__RECORDS FOR THIS TASK__.
= Beginning of Section =
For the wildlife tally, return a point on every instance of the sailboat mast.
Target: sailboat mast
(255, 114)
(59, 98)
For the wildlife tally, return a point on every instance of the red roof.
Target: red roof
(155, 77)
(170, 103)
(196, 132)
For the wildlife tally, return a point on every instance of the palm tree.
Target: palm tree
= End of Section =
= Beginning of Section =
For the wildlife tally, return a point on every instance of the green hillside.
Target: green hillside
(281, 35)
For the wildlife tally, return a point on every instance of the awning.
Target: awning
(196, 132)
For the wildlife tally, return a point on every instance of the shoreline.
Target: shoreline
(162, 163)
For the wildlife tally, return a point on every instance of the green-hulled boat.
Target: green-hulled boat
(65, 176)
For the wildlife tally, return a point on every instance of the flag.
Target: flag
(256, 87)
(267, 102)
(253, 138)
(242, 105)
= End of Section =
= Beginning of Section =
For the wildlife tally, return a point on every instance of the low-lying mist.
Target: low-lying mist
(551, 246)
= End of Section =
Set down exactly the lines of the data above, beginning with the line that has "Target: red roof" and ending with the line that has "Target: palm tree", and no others.

__ANSWER TO THIS PROBLEM__.
Target: red roof
(155, 77)
(170, 103)
(196, 132)
For the wildlife tally, return a point on every instance of the palm tree.
Target: palm tree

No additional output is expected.